■ Exercise material:
* * * * * * *
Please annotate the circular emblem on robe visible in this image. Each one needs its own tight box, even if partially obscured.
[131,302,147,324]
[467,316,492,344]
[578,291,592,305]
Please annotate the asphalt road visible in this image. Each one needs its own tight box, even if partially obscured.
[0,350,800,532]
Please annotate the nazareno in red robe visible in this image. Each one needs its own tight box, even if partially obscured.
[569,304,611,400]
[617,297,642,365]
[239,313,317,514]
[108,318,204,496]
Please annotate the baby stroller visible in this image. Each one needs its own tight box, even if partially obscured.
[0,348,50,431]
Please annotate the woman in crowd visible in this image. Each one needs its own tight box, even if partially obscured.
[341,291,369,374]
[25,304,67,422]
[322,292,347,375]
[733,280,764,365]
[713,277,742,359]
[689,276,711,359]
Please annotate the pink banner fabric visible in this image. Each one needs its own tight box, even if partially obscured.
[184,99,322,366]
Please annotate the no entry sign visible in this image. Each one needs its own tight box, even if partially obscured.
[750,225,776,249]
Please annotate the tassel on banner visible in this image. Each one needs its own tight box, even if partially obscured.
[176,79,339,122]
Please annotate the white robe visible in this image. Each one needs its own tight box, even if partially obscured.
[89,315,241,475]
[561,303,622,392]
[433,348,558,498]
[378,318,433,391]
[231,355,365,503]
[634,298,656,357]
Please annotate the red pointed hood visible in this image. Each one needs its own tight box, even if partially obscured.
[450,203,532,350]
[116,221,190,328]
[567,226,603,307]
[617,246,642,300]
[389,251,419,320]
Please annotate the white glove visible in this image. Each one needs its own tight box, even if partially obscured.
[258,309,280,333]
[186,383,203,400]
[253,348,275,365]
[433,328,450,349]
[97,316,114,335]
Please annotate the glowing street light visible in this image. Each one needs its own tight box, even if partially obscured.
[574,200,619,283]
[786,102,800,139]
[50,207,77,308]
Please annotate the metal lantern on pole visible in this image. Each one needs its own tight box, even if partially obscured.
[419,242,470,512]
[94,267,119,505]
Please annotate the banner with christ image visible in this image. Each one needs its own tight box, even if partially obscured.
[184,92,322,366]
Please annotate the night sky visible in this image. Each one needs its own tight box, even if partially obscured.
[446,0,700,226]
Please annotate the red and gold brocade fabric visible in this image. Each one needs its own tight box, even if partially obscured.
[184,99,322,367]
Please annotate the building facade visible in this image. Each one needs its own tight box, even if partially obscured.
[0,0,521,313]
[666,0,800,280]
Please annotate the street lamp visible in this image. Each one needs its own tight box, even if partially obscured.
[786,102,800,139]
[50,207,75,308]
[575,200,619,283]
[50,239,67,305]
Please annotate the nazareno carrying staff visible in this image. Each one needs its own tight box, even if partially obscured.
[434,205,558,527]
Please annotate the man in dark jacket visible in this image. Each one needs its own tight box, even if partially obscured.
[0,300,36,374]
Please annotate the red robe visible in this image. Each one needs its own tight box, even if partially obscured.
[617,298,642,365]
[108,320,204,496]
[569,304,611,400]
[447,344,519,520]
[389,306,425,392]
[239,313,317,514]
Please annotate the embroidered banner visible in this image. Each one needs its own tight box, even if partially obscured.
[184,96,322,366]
* * * * * * *
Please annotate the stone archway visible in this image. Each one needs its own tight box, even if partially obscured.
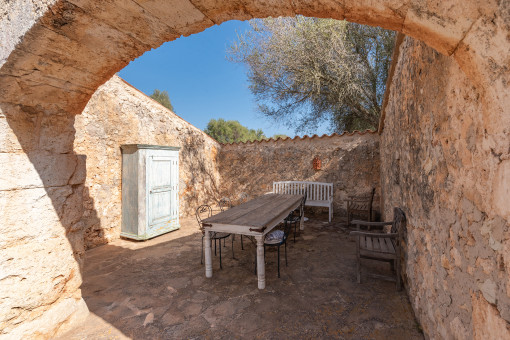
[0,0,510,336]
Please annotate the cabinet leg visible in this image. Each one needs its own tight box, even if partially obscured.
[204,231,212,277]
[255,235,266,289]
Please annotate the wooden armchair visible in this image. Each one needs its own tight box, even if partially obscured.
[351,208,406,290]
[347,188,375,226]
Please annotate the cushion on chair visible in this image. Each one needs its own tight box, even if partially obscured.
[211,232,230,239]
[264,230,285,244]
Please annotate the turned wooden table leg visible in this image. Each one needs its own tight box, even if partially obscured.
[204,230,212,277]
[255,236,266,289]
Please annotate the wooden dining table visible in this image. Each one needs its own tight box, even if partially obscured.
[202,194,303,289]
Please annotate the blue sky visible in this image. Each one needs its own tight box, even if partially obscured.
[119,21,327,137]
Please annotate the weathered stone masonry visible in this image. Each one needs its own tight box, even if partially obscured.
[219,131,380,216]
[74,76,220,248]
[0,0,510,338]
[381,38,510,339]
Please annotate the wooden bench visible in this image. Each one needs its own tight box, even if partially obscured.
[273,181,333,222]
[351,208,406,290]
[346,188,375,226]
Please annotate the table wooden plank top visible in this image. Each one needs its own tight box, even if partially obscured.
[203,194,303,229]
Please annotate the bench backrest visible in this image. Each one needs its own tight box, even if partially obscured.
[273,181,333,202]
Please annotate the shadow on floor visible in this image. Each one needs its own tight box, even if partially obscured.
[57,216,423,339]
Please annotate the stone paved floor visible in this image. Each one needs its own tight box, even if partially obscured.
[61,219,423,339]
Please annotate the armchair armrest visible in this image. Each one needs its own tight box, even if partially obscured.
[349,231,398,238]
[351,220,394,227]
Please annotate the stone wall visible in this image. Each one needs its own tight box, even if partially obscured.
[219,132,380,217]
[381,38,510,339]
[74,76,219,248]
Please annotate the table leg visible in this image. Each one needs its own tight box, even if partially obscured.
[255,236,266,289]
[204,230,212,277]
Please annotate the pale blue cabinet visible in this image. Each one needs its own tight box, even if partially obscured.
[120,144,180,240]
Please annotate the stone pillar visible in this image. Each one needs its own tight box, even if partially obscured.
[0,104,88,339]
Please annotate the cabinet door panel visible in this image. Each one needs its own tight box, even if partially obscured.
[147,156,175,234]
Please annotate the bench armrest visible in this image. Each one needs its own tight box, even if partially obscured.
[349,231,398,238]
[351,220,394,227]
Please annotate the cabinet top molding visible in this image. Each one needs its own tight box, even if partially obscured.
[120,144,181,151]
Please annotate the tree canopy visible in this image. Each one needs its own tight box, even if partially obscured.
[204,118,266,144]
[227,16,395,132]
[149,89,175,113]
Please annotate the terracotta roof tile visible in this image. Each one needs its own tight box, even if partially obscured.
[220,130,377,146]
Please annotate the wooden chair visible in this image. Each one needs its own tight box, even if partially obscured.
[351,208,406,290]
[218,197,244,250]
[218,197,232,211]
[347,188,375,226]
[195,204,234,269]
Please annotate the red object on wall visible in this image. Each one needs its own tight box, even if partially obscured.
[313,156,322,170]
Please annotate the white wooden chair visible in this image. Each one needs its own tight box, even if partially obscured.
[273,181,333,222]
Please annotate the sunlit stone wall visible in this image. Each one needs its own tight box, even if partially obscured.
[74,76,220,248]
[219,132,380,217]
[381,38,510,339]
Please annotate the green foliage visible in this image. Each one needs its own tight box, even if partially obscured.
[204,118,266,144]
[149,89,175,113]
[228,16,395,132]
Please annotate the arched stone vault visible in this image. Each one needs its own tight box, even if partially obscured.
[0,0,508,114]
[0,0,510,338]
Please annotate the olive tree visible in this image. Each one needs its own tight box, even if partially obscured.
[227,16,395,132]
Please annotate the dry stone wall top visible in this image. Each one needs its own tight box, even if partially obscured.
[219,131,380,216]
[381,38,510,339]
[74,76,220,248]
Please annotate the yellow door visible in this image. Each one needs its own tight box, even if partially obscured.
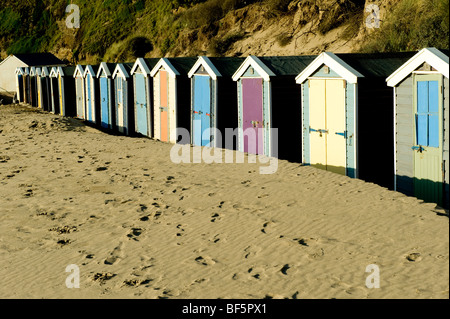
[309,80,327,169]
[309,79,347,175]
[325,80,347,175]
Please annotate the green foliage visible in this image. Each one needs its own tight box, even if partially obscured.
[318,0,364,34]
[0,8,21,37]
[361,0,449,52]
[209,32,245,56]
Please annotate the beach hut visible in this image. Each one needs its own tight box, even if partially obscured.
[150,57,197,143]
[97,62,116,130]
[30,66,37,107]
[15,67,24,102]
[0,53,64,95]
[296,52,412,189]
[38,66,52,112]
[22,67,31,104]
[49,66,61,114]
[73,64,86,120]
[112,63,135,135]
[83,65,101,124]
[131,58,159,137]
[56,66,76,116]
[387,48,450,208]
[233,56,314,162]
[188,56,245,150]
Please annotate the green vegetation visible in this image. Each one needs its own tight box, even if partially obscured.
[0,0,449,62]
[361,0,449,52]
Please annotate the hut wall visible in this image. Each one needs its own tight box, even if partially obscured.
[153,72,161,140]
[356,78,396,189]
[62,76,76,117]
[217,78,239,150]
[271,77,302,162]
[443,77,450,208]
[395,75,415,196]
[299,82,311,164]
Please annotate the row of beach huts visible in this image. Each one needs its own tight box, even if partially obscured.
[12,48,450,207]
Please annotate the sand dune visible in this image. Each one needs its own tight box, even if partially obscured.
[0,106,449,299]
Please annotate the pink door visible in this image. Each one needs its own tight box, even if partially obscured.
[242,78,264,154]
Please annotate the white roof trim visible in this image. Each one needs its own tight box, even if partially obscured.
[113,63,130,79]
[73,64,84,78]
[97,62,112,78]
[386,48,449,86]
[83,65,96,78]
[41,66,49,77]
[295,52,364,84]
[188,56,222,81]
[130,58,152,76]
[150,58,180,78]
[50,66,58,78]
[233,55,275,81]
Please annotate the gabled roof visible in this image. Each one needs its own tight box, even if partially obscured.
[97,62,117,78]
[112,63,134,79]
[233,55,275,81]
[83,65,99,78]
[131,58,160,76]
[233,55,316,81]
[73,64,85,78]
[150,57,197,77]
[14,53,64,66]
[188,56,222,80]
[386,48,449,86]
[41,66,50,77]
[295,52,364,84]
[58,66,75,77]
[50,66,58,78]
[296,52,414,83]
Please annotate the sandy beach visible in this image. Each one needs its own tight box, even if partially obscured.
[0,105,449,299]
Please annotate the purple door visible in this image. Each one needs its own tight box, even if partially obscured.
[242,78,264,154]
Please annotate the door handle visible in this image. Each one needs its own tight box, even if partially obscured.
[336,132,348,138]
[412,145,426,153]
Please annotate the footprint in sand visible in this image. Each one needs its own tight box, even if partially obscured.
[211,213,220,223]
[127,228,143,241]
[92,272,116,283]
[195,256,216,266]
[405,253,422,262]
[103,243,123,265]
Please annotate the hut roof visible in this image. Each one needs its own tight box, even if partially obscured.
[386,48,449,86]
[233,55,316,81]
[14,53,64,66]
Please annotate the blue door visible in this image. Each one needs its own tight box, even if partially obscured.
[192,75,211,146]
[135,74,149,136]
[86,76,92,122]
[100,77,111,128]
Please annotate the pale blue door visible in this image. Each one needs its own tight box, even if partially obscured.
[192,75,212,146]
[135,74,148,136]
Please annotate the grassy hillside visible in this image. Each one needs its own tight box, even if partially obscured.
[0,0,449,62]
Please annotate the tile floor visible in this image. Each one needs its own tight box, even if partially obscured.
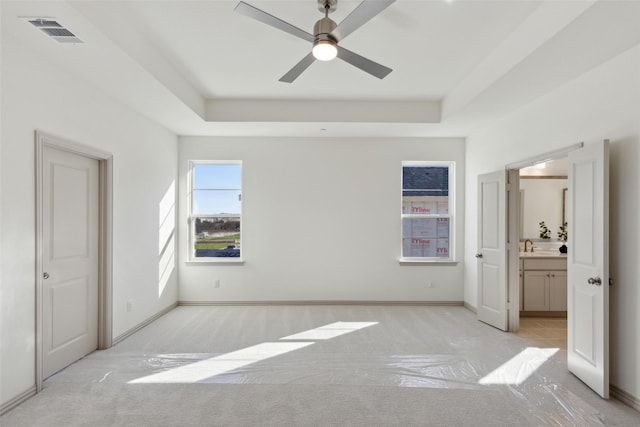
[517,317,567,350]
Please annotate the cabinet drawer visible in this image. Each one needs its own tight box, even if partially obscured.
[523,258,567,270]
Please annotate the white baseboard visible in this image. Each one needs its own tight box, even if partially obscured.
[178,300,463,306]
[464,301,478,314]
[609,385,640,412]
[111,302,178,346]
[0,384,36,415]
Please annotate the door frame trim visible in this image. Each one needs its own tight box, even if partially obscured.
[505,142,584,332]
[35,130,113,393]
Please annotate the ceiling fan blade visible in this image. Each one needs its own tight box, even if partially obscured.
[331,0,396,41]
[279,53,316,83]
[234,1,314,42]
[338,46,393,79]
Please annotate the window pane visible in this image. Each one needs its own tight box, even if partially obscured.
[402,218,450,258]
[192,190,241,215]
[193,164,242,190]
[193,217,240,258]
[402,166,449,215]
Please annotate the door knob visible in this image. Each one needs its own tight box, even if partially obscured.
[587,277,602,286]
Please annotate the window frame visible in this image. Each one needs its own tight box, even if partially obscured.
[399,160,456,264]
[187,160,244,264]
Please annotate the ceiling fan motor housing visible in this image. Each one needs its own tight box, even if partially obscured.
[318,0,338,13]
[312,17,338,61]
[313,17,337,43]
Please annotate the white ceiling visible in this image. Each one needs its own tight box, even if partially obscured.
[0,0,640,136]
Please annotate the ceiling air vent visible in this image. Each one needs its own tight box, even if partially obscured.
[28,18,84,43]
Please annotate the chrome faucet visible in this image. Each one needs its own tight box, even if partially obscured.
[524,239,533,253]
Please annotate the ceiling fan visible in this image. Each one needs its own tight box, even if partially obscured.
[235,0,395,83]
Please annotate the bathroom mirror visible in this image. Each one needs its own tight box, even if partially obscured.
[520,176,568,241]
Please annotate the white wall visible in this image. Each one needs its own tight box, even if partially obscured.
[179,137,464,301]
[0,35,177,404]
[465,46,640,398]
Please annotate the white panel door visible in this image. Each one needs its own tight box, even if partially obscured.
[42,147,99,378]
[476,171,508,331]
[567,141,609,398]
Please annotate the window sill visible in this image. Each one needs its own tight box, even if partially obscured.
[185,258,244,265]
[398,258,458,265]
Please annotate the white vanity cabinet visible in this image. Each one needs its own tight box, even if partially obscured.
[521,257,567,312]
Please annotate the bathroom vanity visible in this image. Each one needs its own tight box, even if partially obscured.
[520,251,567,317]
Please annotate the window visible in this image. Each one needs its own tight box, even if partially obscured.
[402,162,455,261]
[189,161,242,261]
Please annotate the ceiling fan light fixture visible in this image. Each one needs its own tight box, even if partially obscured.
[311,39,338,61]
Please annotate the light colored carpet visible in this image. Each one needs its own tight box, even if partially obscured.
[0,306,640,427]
* * * * * * *
■ Aim of the task:
Rewrite the part of the entries that opens with the line containing "Please annotate the door knob" and closes with the line containing "[520,251,567,317]", replacing "bathroom" with "restroom" and leaving every other word as it stands.

■ Expected output:
Please annotate the door knob visible in this image. Each one needs its own tight box, even if partially obscured.
[587,277,602,286]
Please annotate the window frame visible in this image. Each one needs its own tight box, even if partially obscured.
[399,160,456,264]
[187,160,244,264]
Please annotate the ceiling fan motor housing visible in this image. Each one needs its own tight box, even if partially obscured.
[318,0,338,13]
[312,17,338,61]
[313,17,337,43]
Please annotate the white ceiling visible in this image. Each one needs its own tight box, even if partially obscured.
[0,0,640,136]
Please annotate the ceiling air vent visible in this image. Each one needs its own tight box, even if partially obscured.
[28,18,84,43]
Please annotate the chrome faucet visible in this image. Each one needs its own tight box, even if partially obscured.
[524,239,533,253]
Please annotate the ceiling fan visible in this image. Each one needs its own tight box, even if partially obscured.
[235,0,395,83]
Please annotate the restroom mirror visible in this image. Each one needs its own tight box, even if partially obscured.
[520,176,568,241]
Please annotate the white wall visible in this image. Each one needs its own tight box, even if partially obscured.
[179,137,464,301]
[0,35,177,404]
[465,46,640,398]
Please annotate the white panel door visible in this image. Each one needs its own tight box, even if partially obscured.
[42,147,99,378]
[476,171,508,331]
[567,141,609,398]
Please annotate the window sill visible in this image. Each one needs its own tight box, even if partially obscured.
[185,258,244,265]
[398,258,458,265]
Please annotate the white vanity cabinet visible in this image. Each one needs its own tight box, even if partially obscured.
[521,257,567,312]
Please annotate the restroom vanity visible in this image. Each one needs its own tight box, even if partially obscured.
[520,251,567,317]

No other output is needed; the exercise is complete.